▸ Exercise description: Show every line below that contains the string "umbrella", copying each one in full. Case counts when matching.

▸ Input data:
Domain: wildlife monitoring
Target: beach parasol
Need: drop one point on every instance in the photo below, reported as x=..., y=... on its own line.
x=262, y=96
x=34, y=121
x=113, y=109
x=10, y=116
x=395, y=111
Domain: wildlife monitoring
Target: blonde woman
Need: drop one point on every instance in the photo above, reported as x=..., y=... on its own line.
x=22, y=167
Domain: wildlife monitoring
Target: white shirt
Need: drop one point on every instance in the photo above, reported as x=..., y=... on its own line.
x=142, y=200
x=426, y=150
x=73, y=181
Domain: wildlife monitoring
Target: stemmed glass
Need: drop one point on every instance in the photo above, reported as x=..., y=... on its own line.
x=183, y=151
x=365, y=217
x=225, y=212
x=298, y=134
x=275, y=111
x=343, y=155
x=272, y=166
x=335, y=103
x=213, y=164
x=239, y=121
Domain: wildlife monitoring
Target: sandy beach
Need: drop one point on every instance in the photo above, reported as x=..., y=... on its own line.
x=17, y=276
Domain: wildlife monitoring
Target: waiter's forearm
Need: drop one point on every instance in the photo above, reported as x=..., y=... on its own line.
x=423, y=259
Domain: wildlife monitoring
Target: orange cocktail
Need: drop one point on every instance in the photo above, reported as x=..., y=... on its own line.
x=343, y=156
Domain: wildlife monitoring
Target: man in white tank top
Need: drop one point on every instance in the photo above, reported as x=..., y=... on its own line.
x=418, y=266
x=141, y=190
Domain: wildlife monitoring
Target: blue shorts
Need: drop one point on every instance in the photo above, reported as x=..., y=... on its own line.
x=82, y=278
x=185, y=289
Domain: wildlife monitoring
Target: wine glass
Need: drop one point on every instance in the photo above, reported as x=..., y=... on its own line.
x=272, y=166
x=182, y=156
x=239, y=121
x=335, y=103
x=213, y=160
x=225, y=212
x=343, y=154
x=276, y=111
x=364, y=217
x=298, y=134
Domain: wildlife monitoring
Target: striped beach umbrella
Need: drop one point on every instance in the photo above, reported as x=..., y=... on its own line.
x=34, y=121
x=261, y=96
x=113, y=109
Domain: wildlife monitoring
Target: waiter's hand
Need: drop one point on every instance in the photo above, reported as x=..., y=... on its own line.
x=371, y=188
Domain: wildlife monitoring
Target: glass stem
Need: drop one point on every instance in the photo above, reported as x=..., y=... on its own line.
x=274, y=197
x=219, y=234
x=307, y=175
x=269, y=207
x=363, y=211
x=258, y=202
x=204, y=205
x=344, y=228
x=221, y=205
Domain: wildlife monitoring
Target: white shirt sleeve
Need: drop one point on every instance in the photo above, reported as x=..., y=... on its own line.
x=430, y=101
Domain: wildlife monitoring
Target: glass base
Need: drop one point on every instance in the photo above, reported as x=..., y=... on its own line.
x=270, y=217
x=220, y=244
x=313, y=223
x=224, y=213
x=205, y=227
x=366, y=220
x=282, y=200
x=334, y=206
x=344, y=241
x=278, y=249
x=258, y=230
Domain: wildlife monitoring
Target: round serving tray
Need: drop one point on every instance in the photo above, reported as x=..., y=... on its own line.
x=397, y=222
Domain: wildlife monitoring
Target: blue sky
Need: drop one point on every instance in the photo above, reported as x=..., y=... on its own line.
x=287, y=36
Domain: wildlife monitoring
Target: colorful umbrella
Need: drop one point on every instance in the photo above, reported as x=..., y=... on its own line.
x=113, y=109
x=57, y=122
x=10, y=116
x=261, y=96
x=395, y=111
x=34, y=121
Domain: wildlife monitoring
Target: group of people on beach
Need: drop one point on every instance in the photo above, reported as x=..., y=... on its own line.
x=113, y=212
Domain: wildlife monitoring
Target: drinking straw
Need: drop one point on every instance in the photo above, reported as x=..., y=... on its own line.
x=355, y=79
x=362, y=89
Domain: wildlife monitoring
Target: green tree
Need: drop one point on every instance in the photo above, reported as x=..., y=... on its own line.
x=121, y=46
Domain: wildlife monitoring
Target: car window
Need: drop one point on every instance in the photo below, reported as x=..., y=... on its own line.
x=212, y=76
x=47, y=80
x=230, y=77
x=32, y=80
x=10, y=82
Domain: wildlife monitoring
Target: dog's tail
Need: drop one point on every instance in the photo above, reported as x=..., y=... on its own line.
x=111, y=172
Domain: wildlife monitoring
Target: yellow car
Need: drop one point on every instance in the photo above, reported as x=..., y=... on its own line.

▸ Task solution:
Target: striped beach umbrella
Target: colorful umbrella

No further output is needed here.